From the first line of the records down to the one that holds "<item>tan upholstered seat</item>.", transcribe each line exactly and add nothing.

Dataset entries
* * * * * * *
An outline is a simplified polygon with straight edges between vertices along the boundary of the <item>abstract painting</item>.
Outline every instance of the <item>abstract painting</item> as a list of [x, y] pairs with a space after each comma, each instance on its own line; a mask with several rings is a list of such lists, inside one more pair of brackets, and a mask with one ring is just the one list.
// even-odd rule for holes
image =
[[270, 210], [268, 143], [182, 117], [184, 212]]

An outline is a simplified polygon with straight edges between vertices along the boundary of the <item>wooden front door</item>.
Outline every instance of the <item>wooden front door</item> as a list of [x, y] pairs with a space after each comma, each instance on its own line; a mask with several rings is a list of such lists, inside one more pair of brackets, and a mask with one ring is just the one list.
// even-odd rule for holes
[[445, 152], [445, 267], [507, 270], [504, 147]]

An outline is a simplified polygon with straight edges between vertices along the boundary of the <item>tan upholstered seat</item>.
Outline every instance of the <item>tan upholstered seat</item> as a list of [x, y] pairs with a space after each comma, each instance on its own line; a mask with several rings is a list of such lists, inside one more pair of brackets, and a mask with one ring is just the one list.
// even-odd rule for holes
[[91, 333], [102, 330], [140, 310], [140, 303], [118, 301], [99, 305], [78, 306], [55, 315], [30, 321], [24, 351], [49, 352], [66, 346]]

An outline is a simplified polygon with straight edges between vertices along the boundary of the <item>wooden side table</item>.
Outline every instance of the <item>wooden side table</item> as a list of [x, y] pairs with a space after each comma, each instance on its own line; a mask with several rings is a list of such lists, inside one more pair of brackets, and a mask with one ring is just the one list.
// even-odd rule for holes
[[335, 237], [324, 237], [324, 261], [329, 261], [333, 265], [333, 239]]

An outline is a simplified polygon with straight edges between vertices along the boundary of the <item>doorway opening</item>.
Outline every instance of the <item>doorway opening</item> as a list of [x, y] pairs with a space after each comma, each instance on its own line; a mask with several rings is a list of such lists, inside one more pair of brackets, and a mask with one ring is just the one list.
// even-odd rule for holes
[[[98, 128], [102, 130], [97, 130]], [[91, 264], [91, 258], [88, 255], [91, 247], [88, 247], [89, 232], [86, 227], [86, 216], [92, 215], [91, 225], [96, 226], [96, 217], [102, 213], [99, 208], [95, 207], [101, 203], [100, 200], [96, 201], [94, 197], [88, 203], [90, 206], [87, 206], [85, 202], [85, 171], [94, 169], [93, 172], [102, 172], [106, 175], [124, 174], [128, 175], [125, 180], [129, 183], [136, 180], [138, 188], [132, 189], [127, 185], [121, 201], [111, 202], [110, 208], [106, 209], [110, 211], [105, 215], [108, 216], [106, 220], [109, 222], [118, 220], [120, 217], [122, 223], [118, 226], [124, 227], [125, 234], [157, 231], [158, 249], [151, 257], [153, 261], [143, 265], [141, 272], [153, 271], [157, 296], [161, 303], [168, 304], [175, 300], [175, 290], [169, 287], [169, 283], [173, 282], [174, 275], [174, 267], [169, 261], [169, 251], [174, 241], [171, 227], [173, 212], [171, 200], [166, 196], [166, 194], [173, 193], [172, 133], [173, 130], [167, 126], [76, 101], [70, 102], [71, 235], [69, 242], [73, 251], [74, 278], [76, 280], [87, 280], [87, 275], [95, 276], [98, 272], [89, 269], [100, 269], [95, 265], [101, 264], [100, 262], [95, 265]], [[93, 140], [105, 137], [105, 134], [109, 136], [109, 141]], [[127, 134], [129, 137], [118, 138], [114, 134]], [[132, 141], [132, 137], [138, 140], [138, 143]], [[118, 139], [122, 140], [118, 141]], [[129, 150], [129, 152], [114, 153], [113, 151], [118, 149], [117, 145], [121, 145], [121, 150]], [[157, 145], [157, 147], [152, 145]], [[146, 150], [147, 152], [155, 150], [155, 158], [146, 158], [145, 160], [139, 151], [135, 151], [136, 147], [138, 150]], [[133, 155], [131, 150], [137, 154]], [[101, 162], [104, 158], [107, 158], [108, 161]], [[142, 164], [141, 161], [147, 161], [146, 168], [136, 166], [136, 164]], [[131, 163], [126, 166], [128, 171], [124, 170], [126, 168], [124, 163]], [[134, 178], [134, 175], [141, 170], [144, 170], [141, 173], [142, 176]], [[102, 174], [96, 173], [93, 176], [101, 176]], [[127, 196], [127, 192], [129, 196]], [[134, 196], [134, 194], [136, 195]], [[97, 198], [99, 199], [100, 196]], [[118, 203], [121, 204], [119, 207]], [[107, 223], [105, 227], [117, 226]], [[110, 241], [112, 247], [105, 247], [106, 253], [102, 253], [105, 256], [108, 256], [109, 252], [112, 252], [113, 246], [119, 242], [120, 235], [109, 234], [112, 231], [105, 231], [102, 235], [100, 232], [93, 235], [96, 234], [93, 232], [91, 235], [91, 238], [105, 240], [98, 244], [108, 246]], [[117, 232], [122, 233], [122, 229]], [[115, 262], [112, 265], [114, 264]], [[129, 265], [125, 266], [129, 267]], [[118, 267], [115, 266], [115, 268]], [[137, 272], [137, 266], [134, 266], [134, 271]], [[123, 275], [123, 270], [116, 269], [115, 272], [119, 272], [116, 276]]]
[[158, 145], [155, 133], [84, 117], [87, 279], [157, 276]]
* * * * * * *
• SOLUTION TO THIS TASK:
An outline is a simplified polygon with straight edges between vertices along the boundary of the <item>abstract painting</item>.
Outline every instance of the <item>abstract painting</item> as a list of [x, y] pairs with a space after each comma, each instance on its own line; a mask with several rings is a list of such lists, inside one more pair of brackets, and a mask with one ring is just the one list.
// even-odd rule for holes
image =
[[270, 210], [268, 143], [182, 117], [184, 212]]

An outline is a simplified polygon with straight edges between vertices along the boundary of the <item>wooden front door</item>.
Outline every instance of the <item>wooden front door</item> as a list of [x, y] pairs with a space after each comma, each instance on its own line; a mask with several rings is a list of such lists, inside one more pair of brackets, and a mask with one ring is just the one list.
// even-odd rule for holes
[[445, 152], [445, 267], [507, 270], [504, 147]]

An outline is a simplified polygon with straight edges between vertices along the boundary of the <item>tan upholstered seat</item>.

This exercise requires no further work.